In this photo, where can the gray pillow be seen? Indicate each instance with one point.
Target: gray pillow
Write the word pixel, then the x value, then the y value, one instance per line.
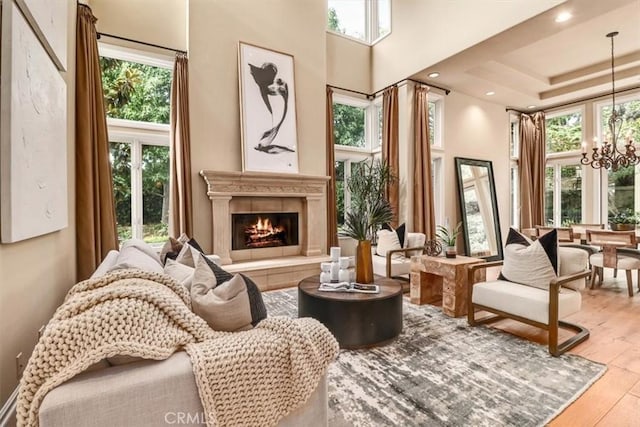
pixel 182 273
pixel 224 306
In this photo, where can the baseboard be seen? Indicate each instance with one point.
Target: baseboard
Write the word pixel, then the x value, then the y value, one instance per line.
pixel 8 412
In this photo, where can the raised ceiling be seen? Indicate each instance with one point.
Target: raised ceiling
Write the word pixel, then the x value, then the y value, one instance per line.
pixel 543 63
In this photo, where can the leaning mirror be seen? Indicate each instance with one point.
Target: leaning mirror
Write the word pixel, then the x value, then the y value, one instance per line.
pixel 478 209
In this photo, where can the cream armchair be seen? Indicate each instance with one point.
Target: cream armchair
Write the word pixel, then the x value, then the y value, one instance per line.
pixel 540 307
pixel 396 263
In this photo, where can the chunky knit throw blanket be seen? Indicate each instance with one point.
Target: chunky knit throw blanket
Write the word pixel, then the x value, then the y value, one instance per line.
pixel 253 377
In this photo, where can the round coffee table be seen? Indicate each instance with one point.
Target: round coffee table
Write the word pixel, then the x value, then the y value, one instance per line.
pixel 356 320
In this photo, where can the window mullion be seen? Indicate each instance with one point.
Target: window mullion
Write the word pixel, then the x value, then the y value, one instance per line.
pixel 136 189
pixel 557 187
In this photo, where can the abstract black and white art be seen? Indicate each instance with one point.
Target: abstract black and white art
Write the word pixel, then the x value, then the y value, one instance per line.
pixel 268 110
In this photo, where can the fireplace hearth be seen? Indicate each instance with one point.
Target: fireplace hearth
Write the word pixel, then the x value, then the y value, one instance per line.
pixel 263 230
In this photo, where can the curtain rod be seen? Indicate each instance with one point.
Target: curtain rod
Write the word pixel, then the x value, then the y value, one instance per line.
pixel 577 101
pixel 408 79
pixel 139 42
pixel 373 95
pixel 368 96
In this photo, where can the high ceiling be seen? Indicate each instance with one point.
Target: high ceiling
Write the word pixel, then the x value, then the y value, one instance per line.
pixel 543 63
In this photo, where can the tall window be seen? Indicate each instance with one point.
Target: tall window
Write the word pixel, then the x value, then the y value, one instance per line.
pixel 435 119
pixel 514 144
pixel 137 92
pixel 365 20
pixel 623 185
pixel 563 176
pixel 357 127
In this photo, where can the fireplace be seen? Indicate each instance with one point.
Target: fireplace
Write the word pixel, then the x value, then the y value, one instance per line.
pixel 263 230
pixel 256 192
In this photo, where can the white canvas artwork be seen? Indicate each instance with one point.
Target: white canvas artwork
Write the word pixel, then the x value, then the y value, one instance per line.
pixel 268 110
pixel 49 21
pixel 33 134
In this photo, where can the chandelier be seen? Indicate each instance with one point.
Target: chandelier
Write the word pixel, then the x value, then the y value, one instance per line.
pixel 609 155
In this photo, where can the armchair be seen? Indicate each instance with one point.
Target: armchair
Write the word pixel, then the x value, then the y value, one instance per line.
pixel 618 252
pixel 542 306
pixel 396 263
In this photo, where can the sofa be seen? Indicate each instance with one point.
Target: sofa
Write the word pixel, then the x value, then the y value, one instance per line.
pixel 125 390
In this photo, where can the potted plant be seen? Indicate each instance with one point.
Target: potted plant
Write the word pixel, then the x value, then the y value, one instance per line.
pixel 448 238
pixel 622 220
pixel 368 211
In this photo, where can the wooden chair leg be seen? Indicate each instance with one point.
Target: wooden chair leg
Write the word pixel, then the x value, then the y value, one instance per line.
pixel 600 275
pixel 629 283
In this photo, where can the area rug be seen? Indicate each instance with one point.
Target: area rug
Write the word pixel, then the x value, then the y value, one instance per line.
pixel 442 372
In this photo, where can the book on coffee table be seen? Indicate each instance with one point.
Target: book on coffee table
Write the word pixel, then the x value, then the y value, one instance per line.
= = = = = = =
*WORK TO DO*:
Print all of the records shown above exactly, leaving out each picture.

*EXERCISE RESULT*:
In this photo, where can the gray pillow be seen? Indicate each instance with one point.
Target: gray pillow
Write the word pixel, then the x value, then the y value, one instance per line.
pixel 182 273
pixel 224 306
In this photo, where can the baseboard be seen? Indicate each instance with one point.
Target: baseboard
Write the word pixel, then the x value, then the y value, one instance per line.
pixel 8 412
In this photo, where can the raised ceiling be seen? Indicate each instance with one point.
Target: raised ceiling
Write the word pixel, then the x value, then the y value, one instance per line.
pixel 543 63
In this photo, where can the leaning mirror be seen? Indicate each instance with one point.
Target: leaning mirror
Write the word pixel, then the x value, then the y value, one instance per line.
pixel 478 209
In this photo, where can the cream armchair be seen? Indicate each instance with one point.
Target: cream armchair
Write the word pixel, then the x value, then the y value, one instance per line.
pixel 540 307
pixel 396 263
In this photo, where can the chunky knit throw blanket be seen? Indicate each instance with one point.
Target: chunky knit throw blanket
Write the word pixel, then the x value, then the y value, one instance per line.
pixel 253 377
In this photo, where can the round coffee table be seen? Indicate each instance with one point.
Target: round coffee table
Write the word pixel, then the x value, then the y value, one instance per line.
pixel 356 320
In this photo, where can the window mullion be seen? Indicate each instance with one point.
Target: window mullion
Write the word pixel, then the x value, then the y value, one instance per line.
pixel 136 189
pixel 557 187
In this photo, where can the abstract black and white art be seen? Indicate each instance with one point.
Target: abstract black and white art
Write the word pixel, then the x value, then the y value, one instance per line.
pixel 268 110
In this photo, where can the fireplace hearth be seen? Indicate each instance with one point.
Target: fireplace hearth
Write the word pixel, then the x value, then the y value, one instance per line.
pixel 263 230
In this photo, where can the curtain rod be seen? Indicate each instance with one point.
Target: curtain rod
Write the word pixel, then the x value, then the y value, one instance per line.
pixel 577 101
pixel 408 79
pixel 139 42
pixel 373 95
pixel 368 96
In this photo, where can the high ceiling be seen? Indicate each instance with one point.
Target: high ceiling
Write the word pixel, then the x value, then the y value, one instance per line.
pixel 543 63
In this photo, where can the tall window be seen? Indicate each instance with one point.
Target: tall window
Write the word pixel, then the x value, then the y value, one instance per line.
pixel 435 119
pixel 514 144
pixel 137 92
pixel 365 20
pixel 623 185
pixel 563 176
pixel 357 127
In this photo, where can the fireplace be seen? Indicate each instance with one point.
Target: fireplace
Write the word pixel, then the x value, then the y value, one instance per line.
pixel 263 230
pixel 256 192
In this photo, where can the white canvas artwork be seen? Indicate each instance with one point.
Target: white canvas artwork
Write the word pixel, then the x value, then the y value, one instance per line.
pixel 268 110
pixel 49 21
pixel 33 134
In this photo, where can the chandelier be seen? Indicate each instance with one point.
Target: chandelier
Write the word pixel, then the x value, then the y value, one instance per line.
pixel 609 155
In this photo, where can the armchair be seen? Indicate each instance with one point.
Target: armchair
Write the word pixel, then the x value, then the y value, one instance per line.
pixel 618 252
pixel 542 306
pixel 396 263
In this photo, where can the sofa be seen? Indicate each instance with one point.
Target: sofa
Write the word pixel, then the x value, then the y value, one instance per line.
pixel 125 390
In this photo, where can the potted plant be seen? Indicate each instance with one point.
Target: potted plant
Write the word pixel, then the x value, then the y value, one instance per line.
pixel 448 238
pixel 622 220
pixel 368 211
In this photo, where can the wooden chair leg be seen? Indicate each instance with one point.
Target: wooden chair leg
Write the word pixel, then the x value, then the y value, one instance per line.
pixel 600 275
pixel 629 283
In this photo, where can the area rug be seen? Indicate each instance with one point.
Target: area rug
Write the word pixel, then the x value, then the y value, one instance per line.
pixel 442 372
In this photo, where can the book on coffee table be seen? Indicate each instance with one point.
Target: book on coffee table
Write the word pixel, then the x value, then the y value, one instance per line.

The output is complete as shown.